GIVEN INSTRUCTION:
Transcribe all the entries word for word, skipping the pictures.

(Records from a data source)

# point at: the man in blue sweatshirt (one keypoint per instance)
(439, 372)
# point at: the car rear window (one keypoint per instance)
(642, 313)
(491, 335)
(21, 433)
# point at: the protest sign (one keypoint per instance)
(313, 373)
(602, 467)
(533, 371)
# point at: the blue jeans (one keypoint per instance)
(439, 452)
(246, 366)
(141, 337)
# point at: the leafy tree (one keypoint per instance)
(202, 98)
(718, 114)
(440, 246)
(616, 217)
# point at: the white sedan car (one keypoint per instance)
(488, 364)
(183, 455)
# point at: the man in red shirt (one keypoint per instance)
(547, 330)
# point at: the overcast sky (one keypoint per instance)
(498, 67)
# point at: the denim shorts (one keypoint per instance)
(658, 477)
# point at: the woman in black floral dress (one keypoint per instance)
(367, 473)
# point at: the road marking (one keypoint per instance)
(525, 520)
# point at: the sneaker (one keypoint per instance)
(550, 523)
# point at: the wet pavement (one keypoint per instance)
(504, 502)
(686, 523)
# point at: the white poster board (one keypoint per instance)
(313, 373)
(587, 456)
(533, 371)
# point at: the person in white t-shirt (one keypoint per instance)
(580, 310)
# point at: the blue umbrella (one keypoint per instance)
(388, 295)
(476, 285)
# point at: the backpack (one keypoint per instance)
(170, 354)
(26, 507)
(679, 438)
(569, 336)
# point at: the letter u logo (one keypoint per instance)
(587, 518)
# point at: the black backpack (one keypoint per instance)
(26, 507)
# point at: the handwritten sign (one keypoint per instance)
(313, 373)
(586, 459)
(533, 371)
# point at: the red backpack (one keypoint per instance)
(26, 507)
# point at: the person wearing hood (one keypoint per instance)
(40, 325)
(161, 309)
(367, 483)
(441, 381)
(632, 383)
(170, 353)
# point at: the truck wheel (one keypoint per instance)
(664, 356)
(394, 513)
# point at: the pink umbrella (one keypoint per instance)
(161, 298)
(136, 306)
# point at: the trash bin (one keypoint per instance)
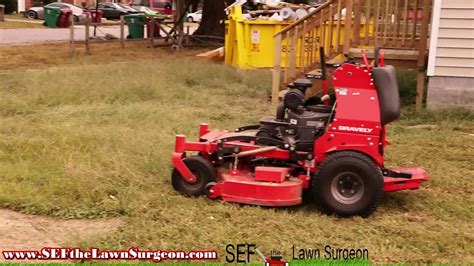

RESULT OF THE EXERCISE:
# point at: the man in blue sweatshirt (one keypoint per instance)
(439, 372)
# point at: the car rear window (one keypoint per instance)
(642, 313)
(491, 335)
(21, 433)
# point at: the protest sign (one keypoint per instance)
(313, 373)
(602, 467)
(533, 371)
# point at: the blue jeans (one keypoint per instance)
(439, 452)
(246, 366)
(141, 337)
# point at: the leafy tree (one keypoint per instance)
(202, 98)
(718, 114)
(440, 246)
(616, 217)
# point at: the white sedan car (one keypoint per instance)
(488, 364)
(183, 455)
# point at: the man in red shirt (one keypoint per instance)
(547, 330)
# point at: the overcast sky (one keypoint per instance)
(498, 67)
# point at: the denim shorts (one keypoint per instance)
(658, 477)
# point at: the woman in black floral dress (one keypoint per instance)
(367, 473)
# point at: the road marking (one keypoint per instance)
(525, 520)
# point at: the sneaker (one keypoint per instance)
(550, 523)
# point at: the wet pavement (one keypoint per instance)
(504, 502)
(686, 523)
# point at: the white poster board (one keypoint per instance)
(313, 373)
(587, 456)
(533, 371)
# point at: the person in white t-shirt (one keypoint per instance)
(580, 310)
# point at: the blue umbrella (one keypoint per instance)
(388, 295)
(476, 285)
# point at: the backpack (one keypoint per instance)
(170, 354)
(26, 507)
(679, 438)
(569, 336)
# point at: the letter u logo (one keypoint per instance)
(587, 518)
# point at: the black backpack (one keypoint per instance)
(26, 507)
# point at: the handwritten sign (one keypoint per instance)
(313, 373)
(586, 459)
(533, 371)
# point at: the red backpack (one keypoint per instance)
(26, 507)
# point at: the person wearing hood (one keypoint per instance)
(40, 325)
(161, 309)
(367, 483)
(441, 381)
(632, 383)
(170, 353)
# point at: the truck wheel (one keypoint per instance)
(664, 356)
(394, 513)
# point at: the pink umbrella (one keypoint per instance)
(161, 298)
(136, 306)
# point at: the trash bin (one keypoint per instance)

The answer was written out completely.